Task goal:
Turn every line of the entries below into a numbered list, skipping any blank lines. Leave the pictures out of your answer.
>> start Records for this task
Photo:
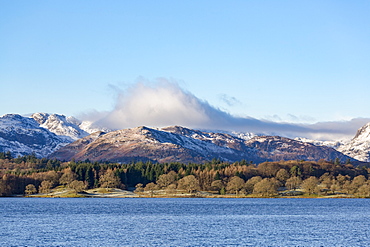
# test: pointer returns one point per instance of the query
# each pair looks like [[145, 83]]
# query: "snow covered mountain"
[[179, 144], [359, 146], [65, 127], [23, 135], [41, 133]]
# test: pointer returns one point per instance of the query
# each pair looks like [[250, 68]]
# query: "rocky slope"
[[41, 133], [359, 146], [22, 135], [178, 144]]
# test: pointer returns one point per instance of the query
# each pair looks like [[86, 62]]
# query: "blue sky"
[[284, 61]]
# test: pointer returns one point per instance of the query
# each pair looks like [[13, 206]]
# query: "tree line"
[[30, 175]]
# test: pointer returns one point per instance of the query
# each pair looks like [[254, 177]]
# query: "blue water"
[[184, 222]]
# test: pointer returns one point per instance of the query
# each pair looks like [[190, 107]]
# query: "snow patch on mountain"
[[22, 135], [359, 146]]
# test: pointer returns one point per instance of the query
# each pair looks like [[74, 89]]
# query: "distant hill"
[[179, 144]]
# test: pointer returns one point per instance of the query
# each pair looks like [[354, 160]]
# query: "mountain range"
[[66, 138]]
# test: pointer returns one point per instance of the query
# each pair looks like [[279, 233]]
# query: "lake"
[[184, 222]]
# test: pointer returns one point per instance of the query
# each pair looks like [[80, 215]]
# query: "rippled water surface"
[[184, 222]]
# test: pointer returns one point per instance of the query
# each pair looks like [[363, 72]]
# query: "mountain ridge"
[[179, 144]]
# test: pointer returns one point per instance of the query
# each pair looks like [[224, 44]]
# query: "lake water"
[[184, 222]]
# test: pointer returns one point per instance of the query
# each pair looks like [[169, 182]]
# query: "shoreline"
[[119, 193]]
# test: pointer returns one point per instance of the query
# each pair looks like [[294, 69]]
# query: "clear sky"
[[285, 61]]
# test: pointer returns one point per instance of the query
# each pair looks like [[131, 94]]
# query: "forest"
[[28, 175]]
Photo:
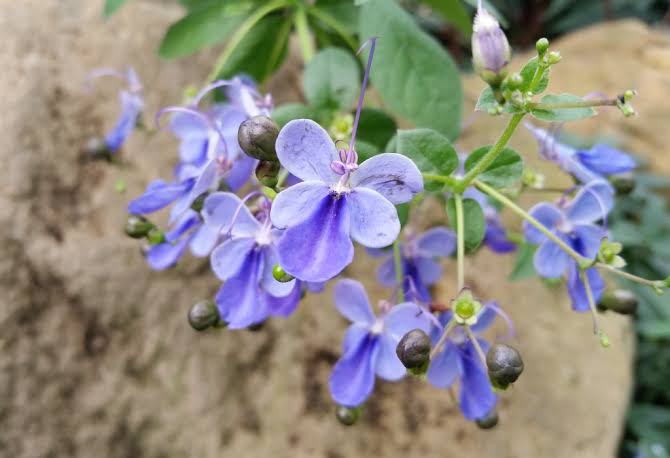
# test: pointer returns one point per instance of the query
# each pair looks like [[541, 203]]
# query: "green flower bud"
[[203, 315], [504, 364], [257, 137], [413, 350], [348, 416], [624, 183], [542, 45], [621, 301], [138, 226], [267, 172], [490, 420], [280, 274]]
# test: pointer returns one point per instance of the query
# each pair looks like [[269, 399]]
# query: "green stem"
[[569, 105], [302, 27], [241, 32], [334, 24], [631, 277], [582, 261], [399, 275], [491, 155], [460, 241]]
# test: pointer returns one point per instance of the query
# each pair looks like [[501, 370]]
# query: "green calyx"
[[466, 308]]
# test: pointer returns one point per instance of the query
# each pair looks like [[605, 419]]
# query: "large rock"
[[97, 358]]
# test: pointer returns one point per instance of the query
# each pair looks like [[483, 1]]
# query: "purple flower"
[[244, 261], [586, 165], [132, 104], [370, 343], [458, 360], [574, 223], [418, 259], [337, 201]]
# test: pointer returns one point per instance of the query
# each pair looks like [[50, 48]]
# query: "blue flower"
[[369, 346], [458, 360], [132, 104], [420, 267], [337, 201], [244, 261], [574, 222], [586, 165]]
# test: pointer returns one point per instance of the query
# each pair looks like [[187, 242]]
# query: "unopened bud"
[[621, 301], [623, 183], [267, 172], [138, 226], [280, 274], [413, 350], [504, 364], [257, 137], [490, 420], [348, 416], [490, 49], [203, 315]]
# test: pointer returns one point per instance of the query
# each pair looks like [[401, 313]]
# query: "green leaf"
[[430, 151], [206, 26], [111, 6], [261, 51], [528, 73], [562, 114], [474, 223], [285, 113], [454, 12], [376, 127], [505, 171], [523, 265], [332, 79], [413, 73]]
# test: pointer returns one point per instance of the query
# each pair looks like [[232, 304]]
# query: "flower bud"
[[504, 365], [621, 301], [490, 50], [413, 350], [203, 315], [623, 183], [138, 226], [348, 416], [267, 172], [257, 137], [488, 421], [280, 274]]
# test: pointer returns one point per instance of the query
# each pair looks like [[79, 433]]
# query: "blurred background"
[[96, 356]]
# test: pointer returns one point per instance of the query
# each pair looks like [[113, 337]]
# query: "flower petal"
[[550, 260], [228, 258], [387, 364], [586, 239], [159, 194], [319, 247], [437, 241], [353, 377], [404, 317], [352, 302], [374, 220], [445, 367], [548, 215], [592, 203], [296, 203], [476, 397], [392, 175], [577, 290], [306, 150], [605, 160]]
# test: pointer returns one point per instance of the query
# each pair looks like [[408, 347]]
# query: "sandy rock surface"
[[97, 359]]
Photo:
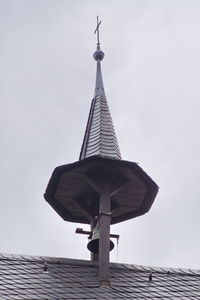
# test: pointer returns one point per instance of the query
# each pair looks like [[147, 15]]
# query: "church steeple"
[[100, 189], [100, 138]]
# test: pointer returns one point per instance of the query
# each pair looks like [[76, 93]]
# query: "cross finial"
[[97, 31]]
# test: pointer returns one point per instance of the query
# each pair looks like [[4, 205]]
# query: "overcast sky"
[[151, 75]]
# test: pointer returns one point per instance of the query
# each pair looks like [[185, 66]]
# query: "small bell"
[[93, 244]]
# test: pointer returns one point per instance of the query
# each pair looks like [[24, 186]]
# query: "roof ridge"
[[114, 265]]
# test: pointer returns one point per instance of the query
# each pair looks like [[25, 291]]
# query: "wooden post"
>> end Records for this task
Answer to the problem:
1. Photo:
2. # test: pointer returns one point per instance of the query
3. # each pair looks like [[145, 83]]
4. # query: "snow covered mountain"
5. [[179, 144], [359, 146], [65, 127], [23, 135], [41, 133]]
6. # test: pointer returns one point per instance of the query
7. # each pair looks like [[250, 68]]
8. # query: "rocky slope"
9. [[41, 133], [359, 146], [22, 135], [178, 144]]
10. # test: pointer returns one point per instance of the query
11. # each pair looks like [[86, 62]]
12. # query: "blue sky"
13. [[284, 61]]
14. # test: pointer returns one point per instance of the query
15. # each pair looks like [[13, 206]]
16. # query: "tree line"
17. [[30, 175]]
18. # test: pointer returns one point per instance of the query
19. # each pair looks like [[254, 177]]
20. # query: "blue water"
21. [[184, 222]]
22. # test: pointer returns one point per instance of the query
23. # each pair looks like [[190, 107]]
24. # query: "snow patch on mountain"
25. [[22, 135], [359, 146]]
26. # test: pointer returns one point per instance of the query
27. # each pair looks like [[74, 89]]
28. # query: "distant hill"
29. [[179, 144]]
30. # test: pointer returns one point per instance of the query
31. # each pair looks like [[354, 160]]
32. # query: "mountain range"
33. [[66, 138]]
34. # test: pointer returns one point per instance of the query
35. # each pair looks like [[279, 233]]
36. # query: "lake"
37. [[184, 222]]
38. # test: pointer returns one point per instance of the query
39. # each pair looks like [[80, 215]]
40. # query: "rippled water surface"
41. [[184, 222]]
42. # test: pointer returns one point per instance of the query
43. # each pair looks like [[363, 72]]
44. # query: "mountain ridge"
45. [[179, 144]]
46. # test: pointer returns one point per instance of the query
47. # each pair looks like [[224, 44]]
48. # query: "lake water"
49. [[184, 222]]
50. # test: pointer returns one point per instance of the query
51. # each pair looks like [[169, 182]]
52. # query: "shoreline"
53. [[119, 193]]
54. # test: pointer returns one point per instance of the query
55. # each pair looks like [[294, 69]]
56. # query: "clear sky"
57. [[285, 61]]
58. # test: pointer returns one point per instance of the query
59. # each pair looks like [[131, 94]]
60. # query: "forest"
61. [[28, 175]]
62. Photo:
63. # test: pointer returns one point per instance of the query
64. # each pair looks like [[541, 203]]
65. # query: "green flower bud"
66. [[203, 315], [504, 364], [257, 137], [413, 350], [348, 416], [624, 183], [542, 45], [621, 301], [138, 226], [267, 172], [490, 420], [280, 274]]
67. # test: pointer returns one point per instance of the query
68. # each pair looks like [[269, 399]]
69. # query: "green stem"
70. [[569, 105], [302, 27], [241, 32], [334, 24], [631, 277], [582, 261], [399, 275], [491, 155], [460, 241]]
71. # test: pointer returns one point per instance of the query
72. # each pair looks like [[501, 370]]
73. # query: "green calyx"
74. [[466, 308]]
75. # test: pointer returns one point per instance of the query
76. # each pair looks like [[605, 419]]
77. # query: "large rock"
78. [[97, 358]]
79. # test: pointer returns one point per instance of the query
80. # each pair looks like [[483, 1]]
81. # query: "purple flower"
82. [[244, 261], [586, 165], [132, 104], [370, 343], [458, 360], [574, 223], [418, 259], [337, 201]]
83. # test: pointer returns one point per instance of the query
84. # each pair looks like [[50, 48]]
85. # query: "blue flower"
86. [[369, 346], [458, 360], [132, 104], [420, 267], [337, 201], [244, 261], [574, 222], [586, 165]]
87. # test: pointer returns one point per instance of the query
88. # each pair looks like [[187, 242]]
89. # query: "unopened bud"
90. [[621, 301], [623, 183], [267, 172], [138, 226], [280, 274], [413, 350], [504, 364], [257, 137], [490, 420], [348, 416], [490, 49], [203, 315]]
91. # test: pointer returns one point per instance of the query
92. # each pair looks like [[401, 313]]
93. # query: "green leaf"
94. [[430, 151], [206, 26], [111, 6], [261, 51], [528, 73], [562, 114], [474, 223], [285, 113], [454, 12], [376, 127], [505, 171], [523, 265], [332, 79], [413, 73]]
95. # test: pointer returns one point per instance of the query
96. # each pair looks like [[232, 304]]
97. # query: "flower bud"
98. [[504, 365], [621, 301], [490, 50], [413, 350], [203, 315], [623, 183], [138, 226], [348, 416], [267, 172], [257, 137], [488, 421], [280, 274]]
99. # test: pointer returns one point per instance of the query
100. # each pair looks like [[79, 433]]
101. # query: "blurred background"
102. [[96, 356]]
103. # test: pointer returns one point per instance of the query
104. # each pair looks like [[113, 337]]
105. # query: "flower petal"
106. [[550, 260], [228, 258], [387, 364], [586, 239], [159, 194], [319, 247], [437, 241], [353, 377], [404, 317], [352, 302], [374, 220], [445, 367], [548, 215], [592, 203], [296, 203], [476, 397], [392, 175], [577, 290], [306, 150], [605, 160]]
107. # test: pointer returns one point per instance of the query
108. # each pair looks like [[408, 347]]
109. # query: "sandy rock surface"
110. [[97, 359]]
111. Photo:
112. # test: pointer returns one point per instance of the query
113. # each pair looks like [[147, 15]]
114. # query: "church steeple"
115. [[100, 189], [100, 138]]
116. # test: pointer returns one point per instance of the query
117. # each pair looks like [[76, 93]]
118. # query: "cross finial"
119. [[97, 31]]
120. # test: pointer returns one point per instance of the query
121. # each pair looks like [[4, 205]]
122. # query: "overcast sky"
123. [[151, 75]]
124. # test: pointer returns one point per instance of the query
125. # each pair looks like [[185, 66]]
126. # query: "small bell"
127. [[93, 244]]
128. # test: pointer returns one point per instance of the query
129. # each pair looks like [[24, 186]]
130. # query: "roof ridge"
131. [[114, 265]]
132. # test: pointer returns one point per instance of the query
133. # each pair looks like [[25, 291]]
134. # query: "wooden post"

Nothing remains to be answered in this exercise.